(Dataset entries)
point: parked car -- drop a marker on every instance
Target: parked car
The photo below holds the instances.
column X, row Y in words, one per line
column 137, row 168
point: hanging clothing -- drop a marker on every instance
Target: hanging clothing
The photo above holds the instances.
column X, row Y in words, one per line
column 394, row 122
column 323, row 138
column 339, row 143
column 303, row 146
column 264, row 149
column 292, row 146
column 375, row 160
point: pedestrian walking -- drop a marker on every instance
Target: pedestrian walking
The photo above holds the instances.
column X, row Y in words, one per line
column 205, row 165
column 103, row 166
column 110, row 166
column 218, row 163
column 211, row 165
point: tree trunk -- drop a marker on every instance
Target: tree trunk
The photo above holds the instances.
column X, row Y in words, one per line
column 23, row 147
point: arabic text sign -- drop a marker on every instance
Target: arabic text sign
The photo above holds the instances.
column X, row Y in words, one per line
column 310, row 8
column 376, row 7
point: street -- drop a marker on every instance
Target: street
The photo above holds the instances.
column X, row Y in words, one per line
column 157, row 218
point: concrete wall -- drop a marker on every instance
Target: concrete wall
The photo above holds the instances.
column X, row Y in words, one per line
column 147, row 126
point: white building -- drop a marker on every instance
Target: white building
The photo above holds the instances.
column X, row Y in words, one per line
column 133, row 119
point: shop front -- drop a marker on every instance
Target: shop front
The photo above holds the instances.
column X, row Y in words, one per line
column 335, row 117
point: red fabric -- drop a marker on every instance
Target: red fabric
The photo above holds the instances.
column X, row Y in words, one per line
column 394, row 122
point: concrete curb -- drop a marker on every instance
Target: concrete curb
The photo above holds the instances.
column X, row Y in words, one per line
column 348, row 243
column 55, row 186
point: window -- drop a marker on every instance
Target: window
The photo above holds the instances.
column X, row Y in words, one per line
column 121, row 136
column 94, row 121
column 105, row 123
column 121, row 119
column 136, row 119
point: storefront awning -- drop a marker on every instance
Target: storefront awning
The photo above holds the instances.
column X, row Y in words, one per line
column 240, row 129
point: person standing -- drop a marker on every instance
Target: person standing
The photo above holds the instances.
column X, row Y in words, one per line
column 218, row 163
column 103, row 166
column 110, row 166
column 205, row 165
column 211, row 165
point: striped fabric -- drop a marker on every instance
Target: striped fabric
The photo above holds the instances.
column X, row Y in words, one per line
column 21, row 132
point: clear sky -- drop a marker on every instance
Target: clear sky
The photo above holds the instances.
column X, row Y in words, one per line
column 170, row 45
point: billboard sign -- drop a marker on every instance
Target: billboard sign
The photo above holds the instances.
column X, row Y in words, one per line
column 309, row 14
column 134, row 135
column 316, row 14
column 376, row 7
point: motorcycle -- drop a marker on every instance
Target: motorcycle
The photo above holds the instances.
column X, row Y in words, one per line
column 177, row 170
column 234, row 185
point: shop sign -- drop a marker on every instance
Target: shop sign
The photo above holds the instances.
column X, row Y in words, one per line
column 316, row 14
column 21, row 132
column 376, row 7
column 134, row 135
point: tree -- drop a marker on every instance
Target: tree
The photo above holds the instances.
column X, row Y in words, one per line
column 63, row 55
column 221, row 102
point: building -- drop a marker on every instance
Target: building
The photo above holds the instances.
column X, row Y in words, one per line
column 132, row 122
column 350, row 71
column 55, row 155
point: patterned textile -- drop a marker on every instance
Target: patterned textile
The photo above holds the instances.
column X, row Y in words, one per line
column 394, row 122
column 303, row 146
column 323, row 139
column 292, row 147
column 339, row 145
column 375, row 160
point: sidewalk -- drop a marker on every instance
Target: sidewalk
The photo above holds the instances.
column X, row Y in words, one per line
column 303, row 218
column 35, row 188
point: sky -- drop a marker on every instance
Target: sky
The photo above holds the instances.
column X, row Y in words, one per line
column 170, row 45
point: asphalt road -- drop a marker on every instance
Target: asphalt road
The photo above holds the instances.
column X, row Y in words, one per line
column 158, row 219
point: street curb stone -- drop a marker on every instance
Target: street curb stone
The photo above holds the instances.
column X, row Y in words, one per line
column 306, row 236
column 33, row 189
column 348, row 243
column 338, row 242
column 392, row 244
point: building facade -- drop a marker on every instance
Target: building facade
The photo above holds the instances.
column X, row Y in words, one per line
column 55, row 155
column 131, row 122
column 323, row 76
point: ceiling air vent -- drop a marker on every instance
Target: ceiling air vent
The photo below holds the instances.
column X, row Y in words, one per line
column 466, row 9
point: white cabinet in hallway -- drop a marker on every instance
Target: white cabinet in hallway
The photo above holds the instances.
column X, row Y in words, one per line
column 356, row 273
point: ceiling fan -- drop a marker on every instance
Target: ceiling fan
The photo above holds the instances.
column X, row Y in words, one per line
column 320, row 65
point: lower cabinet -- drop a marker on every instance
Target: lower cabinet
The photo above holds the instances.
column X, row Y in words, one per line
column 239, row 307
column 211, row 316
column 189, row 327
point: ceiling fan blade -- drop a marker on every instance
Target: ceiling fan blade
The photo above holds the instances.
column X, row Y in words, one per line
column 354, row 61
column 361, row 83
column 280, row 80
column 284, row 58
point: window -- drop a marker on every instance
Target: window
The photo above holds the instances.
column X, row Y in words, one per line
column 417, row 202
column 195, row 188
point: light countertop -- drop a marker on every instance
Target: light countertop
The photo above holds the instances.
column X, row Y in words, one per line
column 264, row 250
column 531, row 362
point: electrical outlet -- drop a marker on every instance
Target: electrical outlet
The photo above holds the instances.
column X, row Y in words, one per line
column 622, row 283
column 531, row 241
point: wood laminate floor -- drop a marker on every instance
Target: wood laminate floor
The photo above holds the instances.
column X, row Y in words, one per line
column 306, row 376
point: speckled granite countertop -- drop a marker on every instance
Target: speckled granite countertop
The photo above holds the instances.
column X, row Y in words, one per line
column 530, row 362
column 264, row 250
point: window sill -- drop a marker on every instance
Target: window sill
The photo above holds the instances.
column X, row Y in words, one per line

EXERCISE ▸ The lines to return are those in the entries above that include "sign".

OUTPUT BELOW ▸
point: arabic text sign -- drop a marker on every instance
Target: arabic text sign
point: billboard sign -- drop a marker on every instance
Target: billboard sign
point: shop sign -- drop a marker on every instance
Target: shop sign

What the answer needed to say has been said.